### Exercise instructions
Search the data below for "sunglasses" and report how many lines contain it, with no other text.

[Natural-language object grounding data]
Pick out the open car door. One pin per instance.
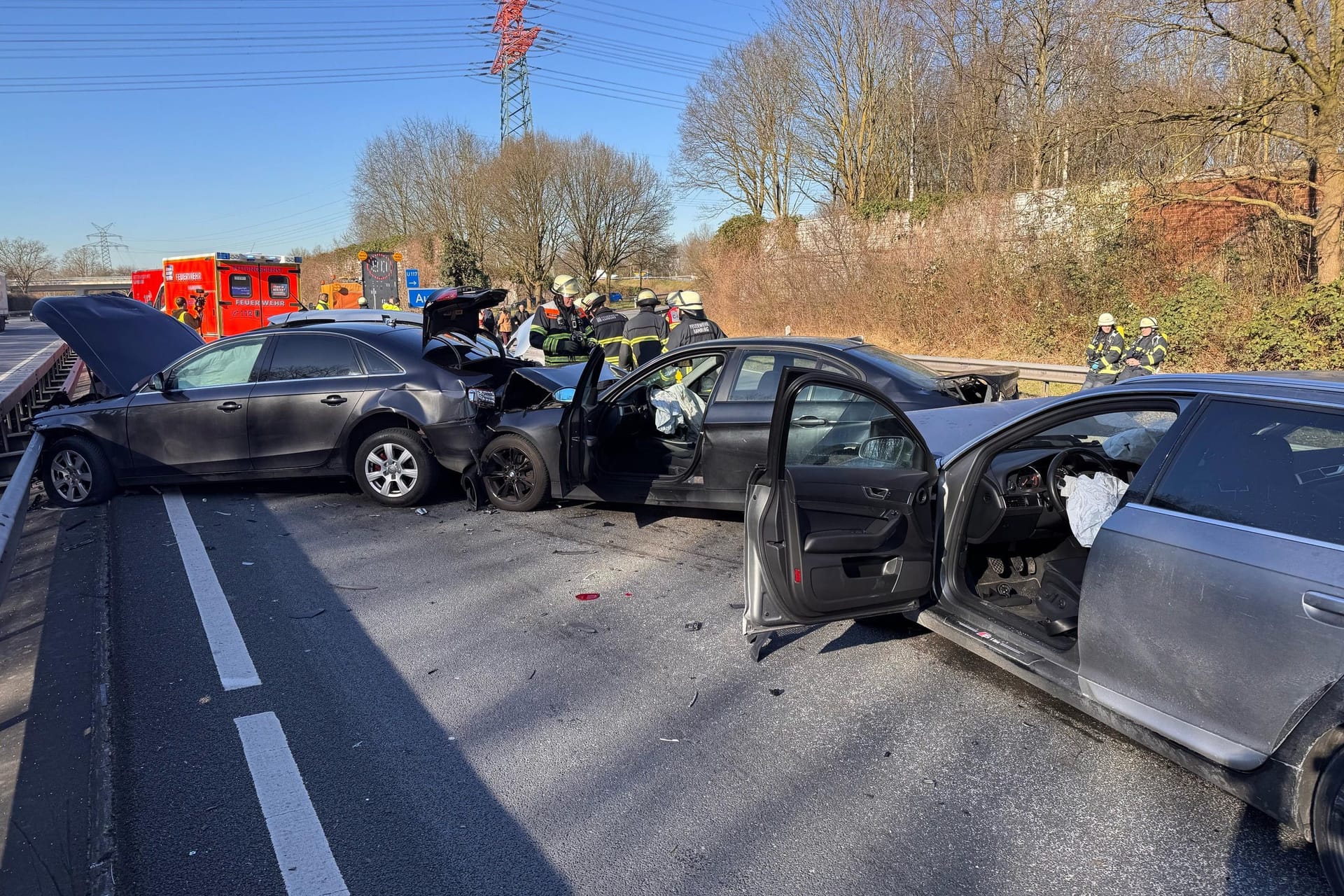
(840, 519)
(580, 441)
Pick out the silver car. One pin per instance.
(1205, 617)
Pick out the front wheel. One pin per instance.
(514, 473)
(77, 473)
(1328, 821)
(396, 468)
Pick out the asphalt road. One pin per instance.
(18, 344)
(464, 724)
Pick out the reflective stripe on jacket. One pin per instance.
(1151, 351)
(644, 339)
(694, 328)
(1107, 349)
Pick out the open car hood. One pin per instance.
(121, 340)
(458, 312)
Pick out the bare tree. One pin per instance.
(24, 261)
(1292, 106)
(738, 136)
(527, 209)
(616, 207)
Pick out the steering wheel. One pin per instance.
(1066, 464)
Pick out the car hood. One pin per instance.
(457, 312)
(121, 340)
(946, 429)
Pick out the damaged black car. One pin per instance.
(393, 400)
(687, 428)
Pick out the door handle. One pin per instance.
(1324, 608)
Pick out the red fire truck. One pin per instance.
(146, 285)
(234, 292)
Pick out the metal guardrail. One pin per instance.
(1046, 374)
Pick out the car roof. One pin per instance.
(1315, 386)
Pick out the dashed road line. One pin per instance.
(305, 858)
(226, 641)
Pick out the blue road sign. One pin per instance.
(420, 296)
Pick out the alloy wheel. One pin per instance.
(71, 476)
(391, 470)
(510, 475)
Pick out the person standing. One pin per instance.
(1104, 352)
(556, 328)
(695, 327)
(606, 327)
(1147, 354)
(645, 335)
(185, 315)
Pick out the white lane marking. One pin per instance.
(226, 643)
(305, 858)
(15, 370)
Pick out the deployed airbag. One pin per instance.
(1092, 498)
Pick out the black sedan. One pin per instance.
(689, 428)
(388, 399)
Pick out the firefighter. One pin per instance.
(645, 335)
(185, 315)
(695, 327)
(556, 328)
(606, 327)
(1147, 354)
(1104, 352)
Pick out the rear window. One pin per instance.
(906, 368)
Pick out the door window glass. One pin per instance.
(835, 426)
(1265, 466)
(758, 378)
(226, 363)
(304, 356)
(239, 286)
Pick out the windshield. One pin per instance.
(910, 370)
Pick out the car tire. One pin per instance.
(396, 468)
(514, 473)
(1328, 821)
(77, 473)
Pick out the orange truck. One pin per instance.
(232, 292)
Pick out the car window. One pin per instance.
(304, 356)
(227, 363)
(758, 377)
(831, 426)
(1265, 466)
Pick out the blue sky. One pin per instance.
(265, 166)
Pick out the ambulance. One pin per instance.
(232, 292)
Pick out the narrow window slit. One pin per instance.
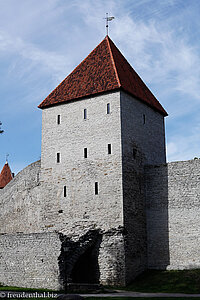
(109, 148)
(58, 157)
(85, 114)
(144, 119)
(65, 191)
(108, 108)
(85, 152)
(96, 188)
(134, 153)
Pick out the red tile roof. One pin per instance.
(104, 69)
(5, 176)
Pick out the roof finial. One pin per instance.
(108, 19)
(7, 158)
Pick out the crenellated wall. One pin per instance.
(173, 215)
(21, 206)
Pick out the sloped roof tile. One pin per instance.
(104, 69)
(5, 176)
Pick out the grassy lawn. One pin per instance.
(128, 298)
(153, 281)
(112, 298)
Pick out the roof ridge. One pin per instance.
(39, 106)
(113, 61)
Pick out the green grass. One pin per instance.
(113, 298)
(127, 298)
(153, 281)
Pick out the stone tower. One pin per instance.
(100, 127)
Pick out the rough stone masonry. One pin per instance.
(102, 205)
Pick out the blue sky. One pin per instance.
(41, 42)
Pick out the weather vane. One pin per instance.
(7, 157)
(107, 18)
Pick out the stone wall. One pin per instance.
(143, 141)
(51, 260)
(173, 215)
(30, 260)
(81, 209)
(20, 202)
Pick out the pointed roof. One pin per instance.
(5, 176)
(104, 69)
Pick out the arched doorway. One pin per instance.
(86, 269)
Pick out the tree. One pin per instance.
(1, 131)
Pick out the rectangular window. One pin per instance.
(134, 153)
(96, 188)
(109, 148)
(144, 119)
(65, 191)
(108, 108)
(58, 157)
(85, 152)
(85, 114)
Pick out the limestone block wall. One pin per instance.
(20, 203)
(173, 215)
(81, 208)
(143, 141)
(39, 260)
(142, 128)
(30, 260)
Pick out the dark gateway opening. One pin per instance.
(86, 269)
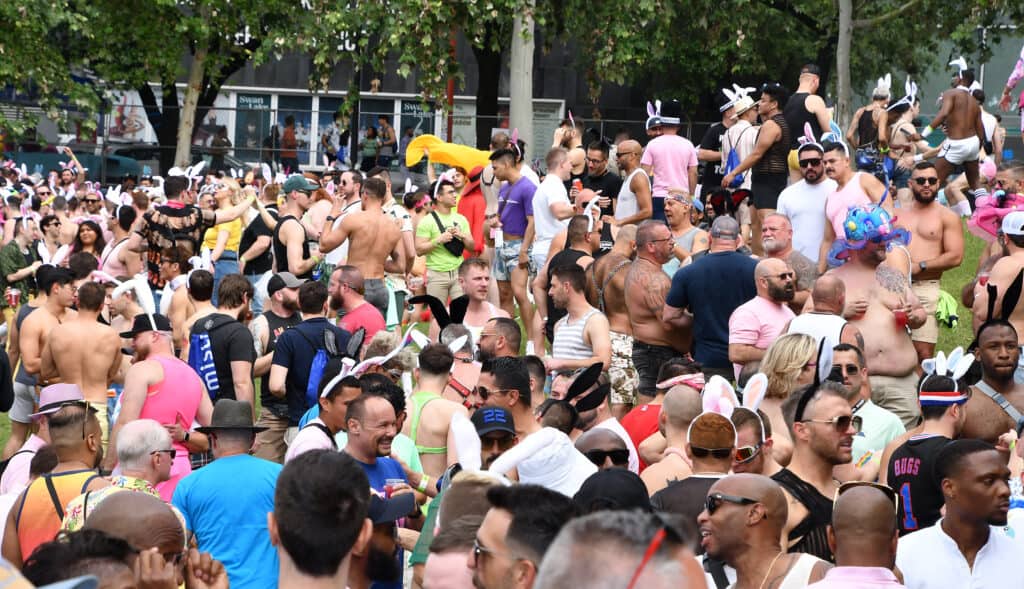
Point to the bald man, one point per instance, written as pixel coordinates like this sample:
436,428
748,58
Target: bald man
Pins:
863,536
823,314
634,203
760,321
680,407
741,526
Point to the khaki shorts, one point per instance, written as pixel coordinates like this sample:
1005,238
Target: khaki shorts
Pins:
928,294
898,394
623,374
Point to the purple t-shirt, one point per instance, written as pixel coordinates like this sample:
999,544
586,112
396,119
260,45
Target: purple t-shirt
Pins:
516,203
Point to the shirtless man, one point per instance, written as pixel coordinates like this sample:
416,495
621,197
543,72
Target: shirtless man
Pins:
654,341
882,304
606,291
474,277
430,414
997,401
937,245
91,367
374,240
852,187
965,131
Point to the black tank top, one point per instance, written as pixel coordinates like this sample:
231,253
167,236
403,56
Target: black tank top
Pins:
796,115
911,474
811,531
281,251
565,257
775,160
275,326
867,131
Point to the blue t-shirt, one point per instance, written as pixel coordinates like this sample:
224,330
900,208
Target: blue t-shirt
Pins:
294,351
516,203
378,473
712,288
225,505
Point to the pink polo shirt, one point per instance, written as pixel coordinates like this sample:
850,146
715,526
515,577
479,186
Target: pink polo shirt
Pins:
758,322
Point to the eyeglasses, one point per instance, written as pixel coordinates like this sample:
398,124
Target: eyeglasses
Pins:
747,453
841,422
890,493
719,453
484,393
598,457
715,500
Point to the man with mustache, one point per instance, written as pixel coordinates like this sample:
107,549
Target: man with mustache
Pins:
936,246
758,322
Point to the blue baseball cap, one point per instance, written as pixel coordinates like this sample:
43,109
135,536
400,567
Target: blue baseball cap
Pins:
489,419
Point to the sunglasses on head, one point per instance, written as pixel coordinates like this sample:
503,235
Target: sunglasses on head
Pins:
719,453
841,422
598,457
715,500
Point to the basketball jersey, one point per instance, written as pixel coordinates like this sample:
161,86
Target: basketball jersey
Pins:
911,474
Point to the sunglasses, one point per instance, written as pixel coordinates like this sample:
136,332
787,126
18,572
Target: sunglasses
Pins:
598,457
719,453
841,422
715,500
890,493
747,453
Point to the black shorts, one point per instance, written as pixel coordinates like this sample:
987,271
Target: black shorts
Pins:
766,188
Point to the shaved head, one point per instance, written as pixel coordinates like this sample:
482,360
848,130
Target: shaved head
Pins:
863,531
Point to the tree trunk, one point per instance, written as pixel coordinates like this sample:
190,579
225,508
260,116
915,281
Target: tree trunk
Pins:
186,123
843,62
521,78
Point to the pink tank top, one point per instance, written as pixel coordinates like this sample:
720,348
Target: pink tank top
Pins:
839,204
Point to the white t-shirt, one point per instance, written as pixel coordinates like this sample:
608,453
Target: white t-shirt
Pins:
805,206
546,225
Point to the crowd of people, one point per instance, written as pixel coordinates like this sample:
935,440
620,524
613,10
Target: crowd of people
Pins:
651,364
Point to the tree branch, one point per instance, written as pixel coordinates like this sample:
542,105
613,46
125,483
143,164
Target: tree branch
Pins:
875,20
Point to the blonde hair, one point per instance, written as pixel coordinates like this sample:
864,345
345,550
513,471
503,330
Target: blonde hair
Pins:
783,362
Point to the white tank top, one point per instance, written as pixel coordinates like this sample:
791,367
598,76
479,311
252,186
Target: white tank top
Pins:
568,338
819,327
627,203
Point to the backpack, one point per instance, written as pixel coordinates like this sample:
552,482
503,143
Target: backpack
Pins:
201,352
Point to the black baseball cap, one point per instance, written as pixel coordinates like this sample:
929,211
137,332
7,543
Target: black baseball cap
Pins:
489,419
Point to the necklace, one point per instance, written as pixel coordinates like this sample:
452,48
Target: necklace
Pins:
767,573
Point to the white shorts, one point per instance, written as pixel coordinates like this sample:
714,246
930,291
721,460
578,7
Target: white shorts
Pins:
957,152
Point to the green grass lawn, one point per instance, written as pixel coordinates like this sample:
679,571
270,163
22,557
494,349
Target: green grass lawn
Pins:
952,281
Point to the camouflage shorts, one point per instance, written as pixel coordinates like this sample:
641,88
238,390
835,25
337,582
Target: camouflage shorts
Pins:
623,374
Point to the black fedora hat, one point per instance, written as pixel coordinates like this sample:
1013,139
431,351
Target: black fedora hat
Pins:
230,414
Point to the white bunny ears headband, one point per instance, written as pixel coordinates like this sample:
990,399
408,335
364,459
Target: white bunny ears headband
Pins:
953,367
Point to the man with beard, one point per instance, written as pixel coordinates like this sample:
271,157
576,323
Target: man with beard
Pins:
882,305
162,387
964,549
822,427
776,236
911,467
521,523
283,312
740,526
937,246
757,323
654,341
995,406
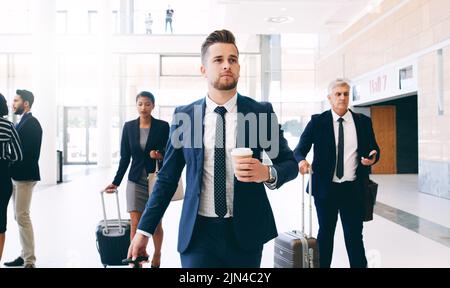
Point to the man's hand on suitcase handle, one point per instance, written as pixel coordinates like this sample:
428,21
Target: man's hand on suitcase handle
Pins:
138,248
135,262
303,167
111,188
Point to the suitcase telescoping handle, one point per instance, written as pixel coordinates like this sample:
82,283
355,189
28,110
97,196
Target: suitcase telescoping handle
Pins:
310,201
106,230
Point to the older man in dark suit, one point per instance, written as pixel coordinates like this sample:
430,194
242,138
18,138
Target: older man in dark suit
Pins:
25,175
344,149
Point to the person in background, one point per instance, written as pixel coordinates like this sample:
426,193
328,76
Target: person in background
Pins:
143,141
226,216
10,151
148,24
344,149
169,18
25,175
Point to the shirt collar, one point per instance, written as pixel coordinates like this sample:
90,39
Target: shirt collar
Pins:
230,105
347,116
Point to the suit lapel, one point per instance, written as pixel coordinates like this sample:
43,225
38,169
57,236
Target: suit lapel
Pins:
356,119
153,131
23,120
199,152
137,132
242,109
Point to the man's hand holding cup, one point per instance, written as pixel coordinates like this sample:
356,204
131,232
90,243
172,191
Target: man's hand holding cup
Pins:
248,169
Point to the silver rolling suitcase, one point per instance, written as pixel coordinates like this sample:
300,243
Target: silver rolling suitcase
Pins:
296,249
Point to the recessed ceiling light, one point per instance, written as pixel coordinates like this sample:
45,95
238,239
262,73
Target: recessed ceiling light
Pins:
279,19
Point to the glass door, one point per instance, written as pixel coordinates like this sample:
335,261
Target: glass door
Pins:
80,125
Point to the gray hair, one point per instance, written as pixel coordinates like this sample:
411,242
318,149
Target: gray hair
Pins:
338,83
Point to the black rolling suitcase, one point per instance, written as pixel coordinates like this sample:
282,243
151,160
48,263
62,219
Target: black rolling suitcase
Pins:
296,249
113,237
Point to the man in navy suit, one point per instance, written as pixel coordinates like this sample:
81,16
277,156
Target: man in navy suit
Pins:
344,149
25,175
226,216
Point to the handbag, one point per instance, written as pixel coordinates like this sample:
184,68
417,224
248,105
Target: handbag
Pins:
370,189
179,193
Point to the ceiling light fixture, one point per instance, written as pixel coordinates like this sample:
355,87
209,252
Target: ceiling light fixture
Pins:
279,19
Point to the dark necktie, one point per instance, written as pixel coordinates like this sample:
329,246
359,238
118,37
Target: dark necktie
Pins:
340,163
220,200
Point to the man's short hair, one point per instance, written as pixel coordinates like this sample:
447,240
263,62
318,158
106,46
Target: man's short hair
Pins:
146,94
26,96
218,36
3,106
339,82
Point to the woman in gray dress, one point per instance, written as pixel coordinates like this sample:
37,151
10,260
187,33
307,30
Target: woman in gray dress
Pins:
143,141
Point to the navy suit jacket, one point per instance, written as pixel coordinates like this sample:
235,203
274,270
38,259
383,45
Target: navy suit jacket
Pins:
320,132
253,219
130,148
30,134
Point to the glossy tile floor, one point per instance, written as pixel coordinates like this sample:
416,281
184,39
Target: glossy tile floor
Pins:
410,229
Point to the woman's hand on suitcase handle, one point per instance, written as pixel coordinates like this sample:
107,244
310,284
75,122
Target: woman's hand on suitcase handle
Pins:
303,167
138,246
111,188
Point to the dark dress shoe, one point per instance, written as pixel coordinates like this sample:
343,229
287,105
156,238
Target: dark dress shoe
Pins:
16,263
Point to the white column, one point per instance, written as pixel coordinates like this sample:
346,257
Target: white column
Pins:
44,84
104,110
251,77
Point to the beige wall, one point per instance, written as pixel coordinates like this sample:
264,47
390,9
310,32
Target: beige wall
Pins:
415,26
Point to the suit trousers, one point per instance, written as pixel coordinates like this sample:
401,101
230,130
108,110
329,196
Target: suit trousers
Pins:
213,245
5,193
346,199
22,192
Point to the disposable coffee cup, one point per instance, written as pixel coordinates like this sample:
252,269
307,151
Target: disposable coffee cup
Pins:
240,153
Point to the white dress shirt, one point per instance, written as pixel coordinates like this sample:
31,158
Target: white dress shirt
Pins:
207,207
350,146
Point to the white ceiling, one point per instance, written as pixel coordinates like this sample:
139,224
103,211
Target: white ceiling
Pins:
308,16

### Solution to this problem
4